● **Activity**:
Reproduce the listing exactly and skip over any pictures.

● **The input**:
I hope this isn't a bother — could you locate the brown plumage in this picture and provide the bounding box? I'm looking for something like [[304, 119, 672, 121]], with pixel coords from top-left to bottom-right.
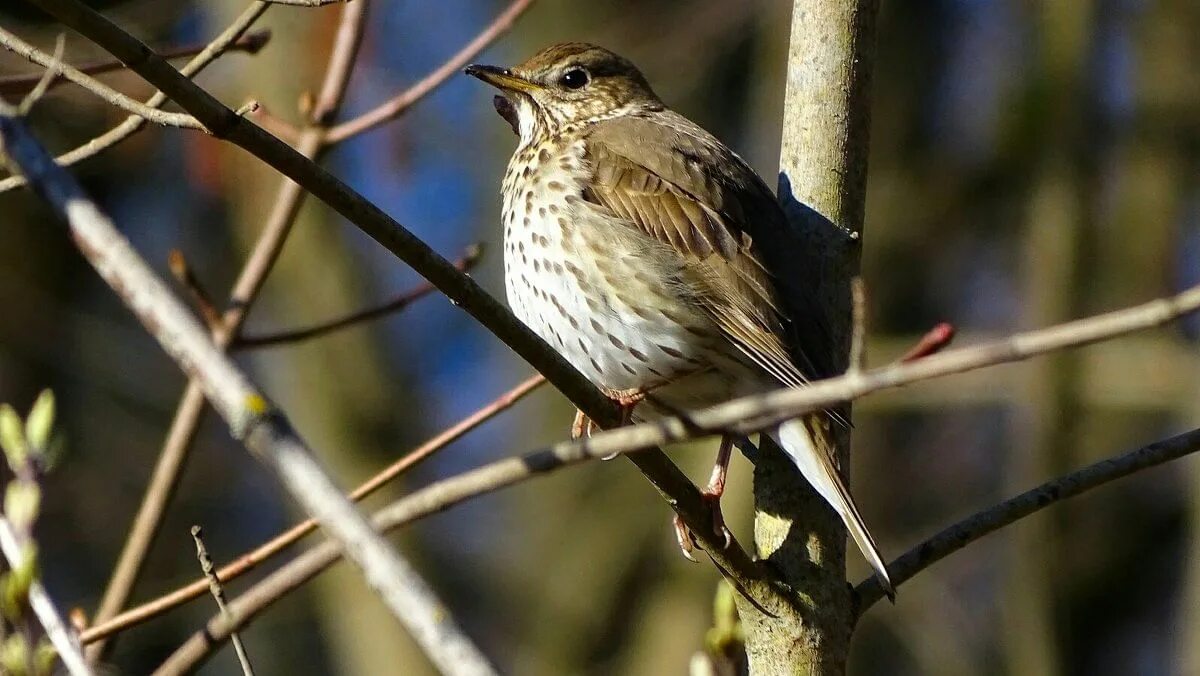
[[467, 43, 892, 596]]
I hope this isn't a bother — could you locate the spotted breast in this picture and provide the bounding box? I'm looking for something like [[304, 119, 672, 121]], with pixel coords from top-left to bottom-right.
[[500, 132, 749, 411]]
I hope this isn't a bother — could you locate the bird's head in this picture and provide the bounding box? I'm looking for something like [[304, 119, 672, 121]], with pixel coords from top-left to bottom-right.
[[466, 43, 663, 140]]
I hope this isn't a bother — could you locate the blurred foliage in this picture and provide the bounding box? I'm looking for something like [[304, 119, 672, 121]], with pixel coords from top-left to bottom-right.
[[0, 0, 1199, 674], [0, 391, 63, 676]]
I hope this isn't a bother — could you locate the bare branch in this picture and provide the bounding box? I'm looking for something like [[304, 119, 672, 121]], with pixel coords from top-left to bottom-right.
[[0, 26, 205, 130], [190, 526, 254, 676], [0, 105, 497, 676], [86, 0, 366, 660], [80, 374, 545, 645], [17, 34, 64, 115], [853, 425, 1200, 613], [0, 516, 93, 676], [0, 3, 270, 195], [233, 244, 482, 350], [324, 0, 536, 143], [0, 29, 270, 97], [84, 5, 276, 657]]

● **Finished exercise**:
I hope this isn't a bother — could you locate the brown plumage in this picture and provide the bounding box? I'm looking for something like [[304, 119, 672, 121]], with pixel coords from top-left to bottom-right.
[[467, 43, 892, 596]]
I hope this isn't a bother — could you locate the spotted breast in this picture and provide the bounding box? I'm looking for something like [[304, 119, 672, 121]], with pixel coords from top-left to bottom-right.
[[500, 132, 749, 411]]
I hope this isn't a bother — could you locate the bird's head in this picture and provide the bounding box? I'm looking for something like [[304, 119, 672, 121]], with pixel coords from top-left to bottom-right.
[[466, 43, 663, 140]]
I hope this isn't a bother — could you locate the blurred foliage in this picture and provide the bounding box? I'm looking for something like [[304, 119, 672, 121]], with pixel coords from top-left to bottom-right.
[[0, 0, 1199, 674], [0, 391, 63, 676]]
I hope this isn't a bother — could you locate the bare branch in this picture and provide the bounding box? I'm looking for something like [[304, 119, 672, 121]], with pixel coords from top-left to bottom-right.
[[0, 26, 205, 130], [190, 526, 254, 676], [0, 105, 497, 676], [86, 0, 366, 660], [80, 374, 545, 645], [17, 34, 64, 115], [853, 425, 1200, 613], [0, 516, 93, 676], [0, 3, 270, 195], [233, 244, 482, 350], [324, 0, 536, 143], [0, 29, 270, 97], [84, 5, 276, 657]]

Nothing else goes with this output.